## Task instructions:
Copy the entries from the start through the line holding "<point>195,155</point>", inclusive, keeping every request, and scale each point coordinate in the answers by 1.75, rounding to whole numbers with halves rounded up. Leave the numbers in the requests and their format samples unchanged, and give only these lines.

## Task data:

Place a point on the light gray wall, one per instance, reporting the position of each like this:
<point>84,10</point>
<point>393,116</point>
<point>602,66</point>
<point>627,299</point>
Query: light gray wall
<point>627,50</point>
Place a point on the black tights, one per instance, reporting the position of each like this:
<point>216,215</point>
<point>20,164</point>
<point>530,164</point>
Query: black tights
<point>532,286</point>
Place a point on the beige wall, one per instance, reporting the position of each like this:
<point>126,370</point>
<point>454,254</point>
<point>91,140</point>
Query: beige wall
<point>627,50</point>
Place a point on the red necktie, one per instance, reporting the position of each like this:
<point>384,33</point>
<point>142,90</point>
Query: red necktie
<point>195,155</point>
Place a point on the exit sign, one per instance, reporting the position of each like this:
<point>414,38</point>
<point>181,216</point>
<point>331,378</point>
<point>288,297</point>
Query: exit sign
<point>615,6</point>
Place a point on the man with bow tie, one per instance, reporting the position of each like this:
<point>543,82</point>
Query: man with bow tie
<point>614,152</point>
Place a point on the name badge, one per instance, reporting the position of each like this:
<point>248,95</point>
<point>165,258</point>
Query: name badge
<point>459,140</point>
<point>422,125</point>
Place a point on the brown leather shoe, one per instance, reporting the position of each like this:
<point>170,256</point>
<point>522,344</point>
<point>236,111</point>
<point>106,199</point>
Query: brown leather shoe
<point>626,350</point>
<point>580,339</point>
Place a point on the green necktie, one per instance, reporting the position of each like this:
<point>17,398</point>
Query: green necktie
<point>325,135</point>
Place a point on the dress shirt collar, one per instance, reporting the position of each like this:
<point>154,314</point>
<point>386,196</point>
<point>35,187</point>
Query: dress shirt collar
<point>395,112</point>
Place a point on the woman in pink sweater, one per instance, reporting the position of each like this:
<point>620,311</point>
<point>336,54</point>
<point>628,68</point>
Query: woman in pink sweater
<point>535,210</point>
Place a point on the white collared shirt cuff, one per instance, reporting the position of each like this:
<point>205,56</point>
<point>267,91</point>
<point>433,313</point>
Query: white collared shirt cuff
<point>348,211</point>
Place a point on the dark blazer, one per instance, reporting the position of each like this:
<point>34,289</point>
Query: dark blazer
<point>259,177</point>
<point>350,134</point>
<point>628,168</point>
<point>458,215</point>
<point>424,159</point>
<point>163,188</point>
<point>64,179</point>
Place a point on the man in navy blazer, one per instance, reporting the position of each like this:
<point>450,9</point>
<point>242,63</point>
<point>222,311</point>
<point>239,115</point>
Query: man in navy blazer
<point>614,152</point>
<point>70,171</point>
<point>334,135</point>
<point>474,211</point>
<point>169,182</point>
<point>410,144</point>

## Expected answer:
Place a point on the light gray wall, one per instance, reporting the position of each like this:
<point>84,10</point>
<point>393,116</point>
<point>602,66</point>
<point>627,299</point>
Query: light gray wall
<point>1097,88</point>
Place a point on the black tights, one per instance, reporting the position of each like this:
<point>216,215</point>
<point>20,164</point>
<point>530,164</point>
Query: black tights
<point>931,501</point>
Place a point on the beige wall, one per instance, reporting the position of each like this:
<point>126,370</point>
<point>454,254</point>
<point>91,140</point>
Query: beige wall
<point>1097,88</point>
Place a point on the red necktie, one per instance, reporting the position of each like this:
<point>384,33</point>
<point>142,90</point>
Query: red necktie
<point>341,271</point>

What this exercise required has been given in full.